● EXERCISE BRIEF
A verbatim restatement of the data, free of pictures, is what you should output.

● RECORDS FOR THIS EXERCISE
★ ★ ★ ★

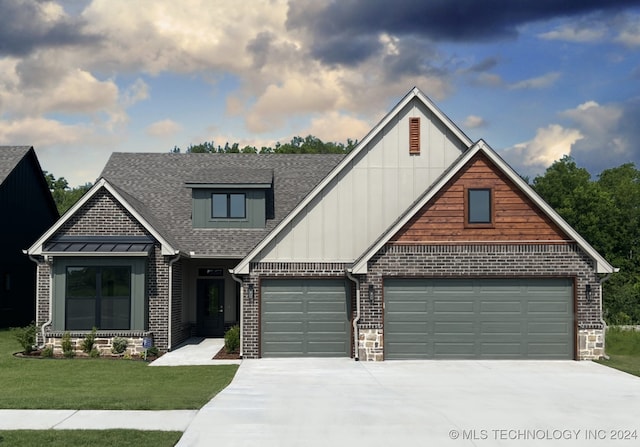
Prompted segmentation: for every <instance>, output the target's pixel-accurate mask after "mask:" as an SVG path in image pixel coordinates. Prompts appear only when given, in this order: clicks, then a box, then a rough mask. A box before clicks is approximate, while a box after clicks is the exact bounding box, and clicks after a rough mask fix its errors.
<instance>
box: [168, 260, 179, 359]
mask: <svg viewBox="0 0 640 447" xmlns="http://www.w3.org/2000/svg"><path fill="white" fill-rule="evenodd" d="M174 255H177V256H176V257H175V258H173V259H171V260H170V261H169V321H168V322H167V323H168V324H167V328H168V333H167V351H171V335H172V334H171V332H172V331H171V325H172V321H173V320H172V317H173V264H175V263H176V261H178V259H180V252H179V251H176V252H175V253H174Z"/></svg>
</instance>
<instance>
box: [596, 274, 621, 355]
mask: <svg viewBox="0 0 640 447" xmlns="http://www.w3.org/2000/svg"><path fill="white" fill-rule="evenodd" d="M619 271H620V269H614V272H613V273H617V272H619ZM613 273H607V274H606V275H605V276H603V277H602V278H600V322H601V323H602V327H603V328H604V334H603V337H602V340H603V346H602V352H603V354H602V357H603V358H604V359H605V360H609V356H608V355H607V352H606V348H607V322H606V321H604V303H603V300H602V289H603V288H604V287H602V286H603V284H604V283H605V282H606V281H607V280H608V279H609V277H611V275H613Z"/></svg>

★ ★ ★ ★

● EXERCISE RESPONSE
Prompted segmentation: for every <instance>, output the target's pixel-accurate mask after "mask:" as an SVG path in image pixel coordinates. Prompts appear only when given, in this order: clicks, then a box, then a rough mask. A box before clicks is approximate, while a box after clicks is the exact bounding box, and clicks after a rough mask fix its errors.
<instance>
box: [168, 260, 179, 359]
mask: <svg viewBox="0 0 640 447" xmlns="http://www.w3.org/2000/svg"><path fill="white" fill-rule="evenodd" d="M174 255H177V256H176V257H175V258H173V259H171V260H170V261H169V321H168V322H167V323H168V324H167V328H168V333H167V351H171V335H172V334H171V332H172V331H171V325H172V321H173V320H172V317H173V264H175V263H176V261H178V259H180V252H179V251H176V252H175V253H174Z"/></svg>
</instance>
<instance>
box: [596, 274, 621, 355]
mask: <svg viewBox="0 0 640 447" xmlns="http://www.w3.org/2000/svg"><path fill="white" fill-rule="evenodd" d="M619 271H620V269H614V272H613V273H617V272H619ZM613 273H607V274H606V275H605V276H603V277H602V278H600V322H601V323H602V327H603V328H604V334H603V337H602V340H603V346H602V352H603V354H602V357H603V358H604V359H605V360H609V356H608V355H607V352H606V348H607V322H606V321H604V303H603V300H602V289H603V288H604V287H602V286H603V284H604V283H605V282H606V281H607V280H608V279H609V277H611V275H613Z"/></svg>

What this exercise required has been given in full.